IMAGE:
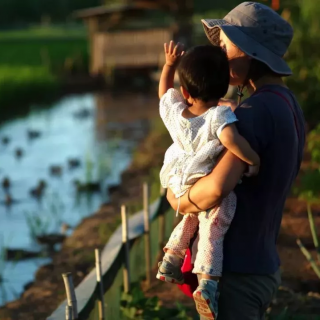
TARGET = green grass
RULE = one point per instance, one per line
(49, 32)
(33, 62)
(46, 46)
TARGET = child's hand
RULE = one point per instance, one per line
(252, 171)
(229, 103)
(173, 53)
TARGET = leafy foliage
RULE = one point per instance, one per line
(136, 306)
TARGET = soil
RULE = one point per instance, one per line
(43, 296)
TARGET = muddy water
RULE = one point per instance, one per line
(98, 131)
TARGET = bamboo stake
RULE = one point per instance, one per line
(100, 283)
(68, 313)
(313, 230)
(125, 241)
(71, 295)
(147, 243)
(161, 231)
(309, 258)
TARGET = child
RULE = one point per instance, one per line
(200, 130)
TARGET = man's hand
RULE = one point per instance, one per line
(173, 53)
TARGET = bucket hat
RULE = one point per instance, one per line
(258, 31)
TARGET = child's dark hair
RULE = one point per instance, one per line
(204, 73)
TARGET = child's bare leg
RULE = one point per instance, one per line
(208, 265)
(170, 267)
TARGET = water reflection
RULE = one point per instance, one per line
(98, 133)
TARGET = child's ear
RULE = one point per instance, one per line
(184, 92)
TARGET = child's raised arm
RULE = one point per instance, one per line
(240, 147)
(173, 54)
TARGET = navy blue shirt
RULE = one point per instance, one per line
(271, 127)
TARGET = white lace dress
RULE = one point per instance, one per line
(192, 155)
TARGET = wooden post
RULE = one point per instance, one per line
(71, 295)
(100, 283)
(68, 312)
(125, 241)
(147, 244)
(161, 231)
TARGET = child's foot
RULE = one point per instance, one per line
(169, 273)
(206, 299)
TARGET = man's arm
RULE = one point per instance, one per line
(211, 189)
(238, 145)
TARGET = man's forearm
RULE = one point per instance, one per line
(209, 191)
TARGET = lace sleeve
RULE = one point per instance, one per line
(171, 104)
(223, 116)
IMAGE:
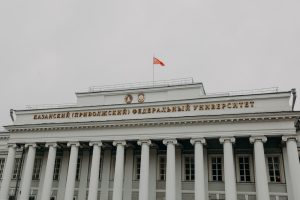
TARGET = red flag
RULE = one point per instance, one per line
(156, 61)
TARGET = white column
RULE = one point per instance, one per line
(144, 172)
(28, 170)
(7, 173)
(94, 175)
(47, 186)
(200, 193)
(170, 174)
(261, 179)
(105, 174)
(128, 173)
(294, 166)
(119, 170)
(229, 169)
(69, 192)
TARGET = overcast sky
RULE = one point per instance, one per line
(50, 49)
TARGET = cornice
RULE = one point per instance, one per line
(216, 119)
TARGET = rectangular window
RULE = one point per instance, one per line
(56, 169)
(17, 169)
(100, 168)
(274, 169)
(78, 169)
(216, 165)
(36, 169)
(162, 162)
(112, 168)
(137, 167)
(189, 168)
(244, 166)
(2, 162)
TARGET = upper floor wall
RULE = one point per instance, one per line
(155, 102)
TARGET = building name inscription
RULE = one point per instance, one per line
(146, 110)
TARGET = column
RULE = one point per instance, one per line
(261, 179)
(200, 193)
(144, 172)
(69, 192)
(294, 166)
(47, 186)
(94, 175)
(105, 174)
(229, 169)
(170, 174)
(152, 172)
(128, 173)
(7, 173)
(28, 170)
(119, 170)
(83, 177)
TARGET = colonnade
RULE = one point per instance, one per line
(261, 181)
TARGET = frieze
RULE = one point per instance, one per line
(146, 110)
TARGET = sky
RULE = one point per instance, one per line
(51, 49)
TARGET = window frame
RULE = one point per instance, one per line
(136, 172)
(251, 168)
(281, 169)
(3, 166)
(210, 156)
(36, 176)
(18, 168)
(112, 168)
(158, 175)
(59, 169)
(183, 169)
(78, 169)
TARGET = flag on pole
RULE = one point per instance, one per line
(156, 61)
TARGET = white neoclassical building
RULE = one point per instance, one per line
(167, 140)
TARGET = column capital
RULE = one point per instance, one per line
(169, 141)
(253, 139)
(198, 140)
(53, 144)
(13, 145)
(77, 144)
(30, 144)
(140, 142)
(119, 142)
(93, 143)
(286, 138)
(229, 139)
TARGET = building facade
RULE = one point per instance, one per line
(153, 142)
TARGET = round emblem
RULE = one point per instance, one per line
(141, 98)
(128, 98)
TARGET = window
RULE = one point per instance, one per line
(189, 168)
(78, 169)
(244, 166)
(2, 162)
(274, 169)
(216, 168)
(100, 169)
(162, 162)
(36, 169)
(17, 169)
(137, 167)
(112, 167)
(56, 169)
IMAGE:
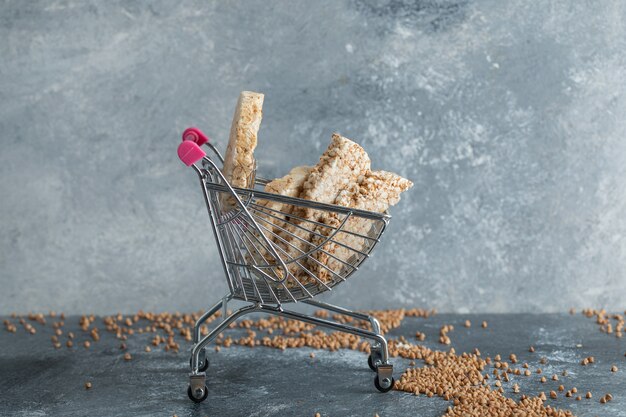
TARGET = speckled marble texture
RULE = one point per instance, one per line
(37, 380)
(508, 116)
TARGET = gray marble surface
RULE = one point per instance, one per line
(508, 116)
(37, 380)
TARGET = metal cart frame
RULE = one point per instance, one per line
(260, 265)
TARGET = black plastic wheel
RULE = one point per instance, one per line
(370, 360)
(381, 389)
(204, 367)
(197, 400)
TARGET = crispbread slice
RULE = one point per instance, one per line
(274, 212)
(239, 162)
(377, 191)
(344, 162)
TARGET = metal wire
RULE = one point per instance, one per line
(268, 253)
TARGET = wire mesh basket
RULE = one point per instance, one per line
(277, 249)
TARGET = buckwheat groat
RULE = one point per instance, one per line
(343, 163)
(239, 159)
(377, 191)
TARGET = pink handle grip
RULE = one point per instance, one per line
(189, 152)
(194, 134)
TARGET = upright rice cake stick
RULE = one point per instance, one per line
(239, 162)
(377, 191)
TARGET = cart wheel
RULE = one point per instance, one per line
(383, 389)
(200, 394)
(204, 365)
(373, 360)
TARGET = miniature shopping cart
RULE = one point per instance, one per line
(272, 254)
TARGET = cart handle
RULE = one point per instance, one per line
(190, 151)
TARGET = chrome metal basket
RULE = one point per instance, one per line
(275, 250)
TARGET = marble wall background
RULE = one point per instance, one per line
(510, 117)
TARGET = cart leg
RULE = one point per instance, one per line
(203, 361)
(374, 358)
(384, 370)
(197, 390)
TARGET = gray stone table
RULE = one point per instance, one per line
(37, 380)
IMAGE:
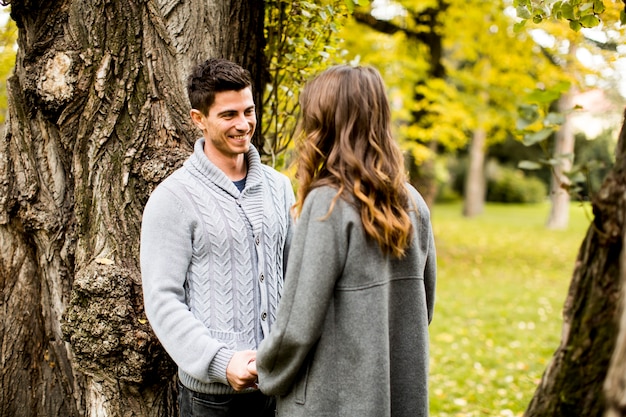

# Exercise prompt
Copy out each line in the listing that has the word "lace".

# Response to the task
TARGET = white lace dress
TARGET = lace sleeve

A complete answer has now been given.